> [STATED EXERCISE]:
Edit the records from the line that contains "form: point(363, 23)." through the line that contains "point(335, 157)", inclusive, by changing "innermost" to "central" and leaving all else as it is. Give back only those lines.

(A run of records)
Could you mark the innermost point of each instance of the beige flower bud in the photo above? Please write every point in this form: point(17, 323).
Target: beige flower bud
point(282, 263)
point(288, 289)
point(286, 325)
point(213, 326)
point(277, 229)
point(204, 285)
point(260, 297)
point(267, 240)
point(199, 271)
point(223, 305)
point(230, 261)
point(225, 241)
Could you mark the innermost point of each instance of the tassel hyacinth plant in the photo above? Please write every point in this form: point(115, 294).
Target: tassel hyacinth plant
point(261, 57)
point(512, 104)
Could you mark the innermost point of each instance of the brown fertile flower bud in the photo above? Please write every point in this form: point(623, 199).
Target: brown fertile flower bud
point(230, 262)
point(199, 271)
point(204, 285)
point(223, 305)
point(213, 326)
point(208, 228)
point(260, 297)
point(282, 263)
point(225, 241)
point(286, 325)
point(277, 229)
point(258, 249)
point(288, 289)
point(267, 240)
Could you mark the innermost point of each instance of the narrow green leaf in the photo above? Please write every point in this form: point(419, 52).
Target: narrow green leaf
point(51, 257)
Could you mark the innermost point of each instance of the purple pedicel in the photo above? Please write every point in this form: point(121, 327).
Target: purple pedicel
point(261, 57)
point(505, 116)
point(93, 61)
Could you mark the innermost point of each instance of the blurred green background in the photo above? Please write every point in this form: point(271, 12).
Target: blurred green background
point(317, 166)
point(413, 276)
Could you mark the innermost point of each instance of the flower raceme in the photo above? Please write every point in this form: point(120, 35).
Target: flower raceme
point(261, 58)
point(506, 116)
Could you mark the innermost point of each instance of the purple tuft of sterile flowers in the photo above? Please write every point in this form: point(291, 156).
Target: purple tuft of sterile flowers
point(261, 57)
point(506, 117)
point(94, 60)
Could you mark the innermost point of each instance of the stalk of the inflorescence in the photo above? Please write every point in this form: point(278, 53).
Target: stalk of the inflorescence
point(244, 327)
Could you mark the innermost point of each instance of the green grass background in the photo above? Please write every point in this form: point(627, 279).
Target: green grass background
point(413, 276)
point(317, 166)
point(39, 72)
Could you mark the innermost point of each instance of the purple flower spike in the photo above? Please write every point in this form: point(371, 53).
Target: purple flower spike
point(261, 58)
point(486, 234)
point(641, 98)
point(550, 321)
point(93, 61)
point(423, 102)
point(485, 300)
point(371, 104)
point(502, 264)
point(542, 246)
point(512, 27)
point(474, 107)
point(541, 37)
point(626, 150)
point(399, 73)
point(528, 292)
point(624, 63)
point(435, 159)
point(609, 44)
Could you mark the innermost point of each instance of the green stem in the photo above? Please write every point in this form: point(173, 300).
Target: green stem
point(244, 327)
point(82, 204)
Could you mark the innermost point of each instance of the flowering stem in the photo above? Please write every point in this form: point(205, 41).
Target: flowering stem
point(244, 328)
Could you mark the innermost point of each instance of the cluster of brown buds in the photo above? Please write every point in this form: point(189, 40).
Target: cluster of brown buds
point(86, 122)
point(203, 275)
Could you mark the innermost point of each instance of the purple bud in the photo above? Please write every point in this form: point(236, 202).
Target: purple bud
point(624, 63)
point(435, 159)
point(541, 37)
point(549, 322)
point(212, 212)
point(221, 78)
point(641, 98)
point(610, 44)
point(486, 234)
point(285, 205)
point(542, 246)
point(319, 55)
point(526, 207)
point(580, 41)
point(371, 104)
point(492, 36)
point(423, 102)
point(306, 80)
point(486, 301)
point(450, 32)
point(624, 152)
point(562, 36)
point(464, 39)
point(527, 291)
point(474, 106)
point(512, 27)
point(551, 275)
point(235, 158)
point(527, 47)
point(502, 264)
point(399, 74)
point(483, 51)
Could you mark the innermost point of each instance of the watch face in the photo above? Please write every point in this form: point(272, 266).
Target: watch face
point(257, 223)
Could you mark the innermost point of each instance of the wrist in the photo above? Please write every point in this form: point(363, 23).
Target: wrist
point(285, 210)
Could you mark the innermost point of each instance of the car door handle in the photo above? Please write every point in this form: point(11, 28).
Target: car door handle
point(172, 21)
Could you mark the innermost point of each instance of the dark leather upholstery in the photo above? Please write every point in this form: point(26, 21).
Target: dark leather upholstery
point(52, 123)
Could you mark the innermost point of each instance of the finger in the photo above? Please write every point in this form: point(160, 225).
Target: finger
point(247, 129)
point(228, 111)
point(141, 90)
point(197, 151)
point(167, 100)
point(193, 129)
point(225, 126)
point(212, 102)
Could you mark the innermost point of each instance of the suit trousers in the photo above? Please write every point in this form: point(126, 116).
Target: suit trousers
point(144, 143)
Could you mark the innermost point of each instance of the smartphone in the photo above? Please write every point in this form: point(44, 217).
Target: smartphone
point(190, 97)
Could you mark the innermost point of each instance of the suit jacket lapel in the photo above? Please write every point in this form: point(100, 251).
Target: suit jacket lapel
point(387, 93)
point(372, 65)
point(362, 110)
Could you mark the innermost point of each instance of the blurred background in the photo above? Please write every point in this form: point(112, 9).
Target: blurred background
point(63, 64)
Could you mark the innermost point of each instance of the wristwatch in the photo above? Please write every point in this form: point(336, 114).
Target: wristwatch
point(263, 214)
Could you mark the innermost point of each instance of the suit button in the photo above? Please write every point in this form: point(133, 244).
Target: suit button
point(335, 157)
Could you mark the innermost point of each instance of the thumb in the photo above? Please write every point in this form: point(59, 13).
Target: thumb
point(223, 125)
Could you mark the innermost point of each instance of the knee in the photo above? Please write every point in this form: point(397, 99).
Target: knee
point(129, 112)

> [TASK RESPONSE]:
Could you mark the central point of each instance of the wrist in the photo above? Please write every point in this form: point(363, 23).
Target: wrist
point(285, 210)
Could you mark the central point of each instance of the car door handle in the photo above? Please write every point in this form: point(11, 28).
Target: car door handle
point(172, 21)
Could you mark the central point of each instance of the dark leather upholstery in the photo above? Please write every point in this form: point(26, 21).
Target: dark leather upholstery
point(52, 123)
Could you mark the central point of each instance of the finger in the photo above? Please write every point in this form: point(160, 225).
Target: finger
point(247, 129)
point(228, 111)
point(141, 90)
point(197, 151)
point(167, 100)
point(193, 129)
point(225, 126)
point(212, 102)
Could you mark the central point of each instance of the suit trousers in the photo above? Please write every point in this form: point(126, 116).
Target: suit trousers
point(144, 143)
Could you mark the central point of each instance of the smartphone in the photo above? Please write every point in this form: point(44, 217).
Target: smartphone
point(190, 97)
Could you mark the central point of each instance of the suit jacket lapel in the photo above? Please write every point in this form: point(100, 251).
Target: suit jacket lapel
point(387, 93)
point(372, 65)
point(362, 110)
Could you mark the central point of each instance of the blurred background in the photo above? Please write every point in this form: point(112, 9).
Target: blurred background
point(63, 64)
Could you mark the central point of each instance of the wristwatch in the photo above? Please write every point in this form: point(336, 114).
Target: wristwatch
point(263, 214)
Could you mark the central point of each instance of the suit button in the photo above? Please write every point in this form: point(133, 244).
Target: suit button
point(335, 157)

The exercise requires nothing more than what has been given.